(Named object pointing entries)
- - -
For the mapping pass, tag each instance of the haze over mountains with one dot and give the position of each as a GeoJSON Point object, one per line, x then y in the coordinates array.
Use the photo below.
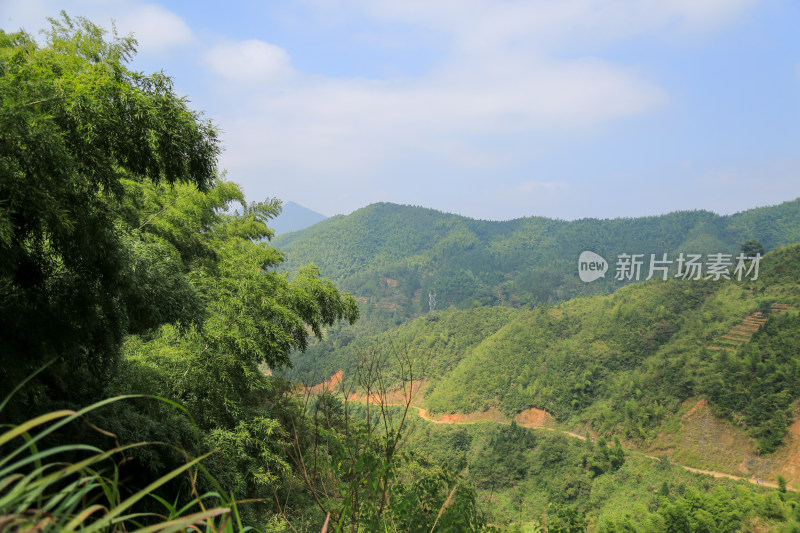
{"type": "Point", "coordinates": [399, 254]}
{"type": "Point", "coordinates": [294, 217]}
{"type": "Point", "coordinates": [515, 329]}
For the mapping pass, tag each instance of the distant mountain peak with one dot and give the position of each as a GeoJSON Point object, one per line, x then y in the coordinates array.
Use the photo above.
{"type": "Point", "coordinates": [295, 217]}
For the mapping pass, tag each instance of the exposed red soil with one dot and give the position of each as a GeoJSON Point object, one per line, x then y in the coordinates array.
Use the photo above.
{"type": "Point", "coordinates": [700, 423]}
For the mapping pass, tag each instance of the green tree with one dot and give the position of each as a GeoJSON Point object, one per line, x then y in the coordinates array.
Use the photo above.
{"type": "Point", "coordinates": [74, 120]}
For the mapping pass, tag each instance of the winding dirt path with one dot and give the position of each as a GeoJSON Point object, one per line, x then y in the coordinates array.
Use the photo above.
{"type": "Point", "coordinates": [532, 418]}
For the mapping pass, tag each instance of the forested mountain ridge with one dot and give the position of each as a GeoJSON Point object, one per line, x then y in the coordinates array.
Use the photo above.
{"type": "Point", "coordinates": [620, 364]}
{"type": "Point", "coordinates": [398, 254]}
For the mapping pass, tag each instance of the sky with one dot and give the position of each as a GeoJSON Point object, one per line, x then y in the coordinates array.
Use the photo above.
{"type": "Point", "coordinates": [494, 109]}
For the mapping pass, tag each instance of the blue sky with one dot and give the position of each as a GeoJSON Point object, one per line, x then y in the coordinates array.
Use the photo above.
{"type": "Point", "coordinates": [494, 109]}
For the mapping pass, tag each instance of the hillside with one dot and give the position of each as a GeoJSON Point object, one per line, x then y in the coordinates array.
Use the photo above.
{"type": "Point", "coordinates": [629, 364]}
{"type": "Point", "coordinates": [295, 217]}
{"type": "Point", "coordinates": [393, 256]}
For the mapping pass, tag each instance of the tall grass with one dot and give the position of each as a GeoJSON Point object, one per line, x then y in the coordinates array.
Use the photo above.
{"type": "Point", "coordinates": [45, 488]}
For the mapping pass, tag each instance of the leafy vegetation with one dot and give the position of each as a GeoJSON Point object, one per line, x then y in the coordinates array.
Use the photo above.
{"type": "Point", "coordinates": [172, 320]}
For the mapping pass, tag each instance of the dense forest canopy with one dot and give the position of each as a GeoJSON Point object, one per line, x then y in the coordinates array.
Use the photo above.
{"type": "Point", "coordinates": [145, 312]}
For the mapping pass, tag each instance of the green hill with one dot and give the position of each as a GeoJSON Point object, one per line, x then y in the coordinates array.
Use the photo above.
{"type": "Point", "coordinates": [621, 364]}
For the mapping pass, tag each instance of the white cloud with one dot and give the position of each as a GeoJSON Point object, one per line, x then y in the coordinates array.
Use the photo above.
- - -
§ **Objective**: Print out the material word for word, omitting the pictures.

§ **Expected answer**:
For the mapping pass, tag each instance of the haze over mountains with one dot and give the position of each as a GeoJSON Point object, one per line, x then y in the coordinates array.
Use the photo below.
{"type": "Point", "coordinates": [399, 254]}
{"type": "Point", "coordinates": [294, 217]}
{"type": "Point", "coordinates": [515, 329]}
For the mapping pass, tag each instance of the distant mountain peak with one dot and give the position of each as a GeoJSON Point object, one per line, x then y in the coordinates array.
Use the photo above.
{"type": "Point", "coordinates": [295, 217]}
For the mapping pass, tag each instance of the exposed red soil with one dot and give the position of each as a GeoJSON Point object, one per line, x then y in the coordinates array.
Use the photo above.
{"type": "Point", "coordinates": [700, 423]}
For the mapping pass, tag each instance of the green tree with one dot and give the position of each as a GeoJSON Point object, one per line, x then y in the coordinates array.
Use the photo above.
{"type": "Point", "coordinates": [74, 120]}
For the mapping pass, tag each instance of the winding dirt path with one dot and give the position of each as a GeoJSON Point object, one per line, x then y in the coordinates array.
Use the photo above.
{"type": "Point", "coordinates": [532, 418]}
For the mapping pass, tag each instance of the forested mountain ridge with one dot and give the position of each as a GeoJSON Point object, one per line, x then y in the coordinates array.
Use the photo above.
{"type": "Point", "coordinates": [620, 364]}
{"type": "Point", "coordinates": [398, 254]}
For the mapping pass, tag each instance of the sky with one dot and give the position of each as a GeoJSON Point object, one per line, x then y in the coordinates array.
Use the photo above.
{"type": "Point", "coordinates": [494, 109]}
For the mapping pass, tag each instance of the blue sky with one dot and give the position of each as a GeoJSON Point object, one per line, x then y in the coordinates array.
Use the photo above.
{"type": "Point", "coordinates": [494, 109]}
For the mapping pass, tag each instance of the hillside with one dot and give the position of each as a GeoJSON Point object, one per line, x then y in the coordinates array.
Use the photo above.
{"type": "Point", "coordinates": [629, 364]}
{"type": "Point", "coordinates": [295, 217]}
{"type": "Point", "coordinates": [393, 256]}
For the mapping pass, tag each instance of the tall grass with one dot and give the position of each as a GeoJSON Point object, one per line, x then y in the coordinates array.
Use the photo above.
{"type": "Point", "coordinates": [45, 488]}
For the mapping pass, tag each instance of the leafy vegetation with one dot and give the position of each as a GeoJSON Point object, one per line, x then y in the coordinates array.
Use the photo above.
{"type": "Point", "coordinates": [172, 320]}
For the mapping pass, tag each instance of the dense forest canopy with one dot and give the position of each as a GeoJSON Point object, one per line, x then y in the coordinates array.
Use the photo above.
{"type": "Point", "coordinates": [145, 312]}
For the mapping pass, tag each instance of the green hill with one dot and give the position of each as a GeoJSON Point object, one per line, x then y in the coordinates array.
Use the photo above.
{"type": "Point", "coordinates": [621, 364]}
For the mapping pass, tag each instance of the white cloud with one dot and give the position of each as a GeoJSON Point object, one per line, x then y in the coordinates array.
Use the photo above.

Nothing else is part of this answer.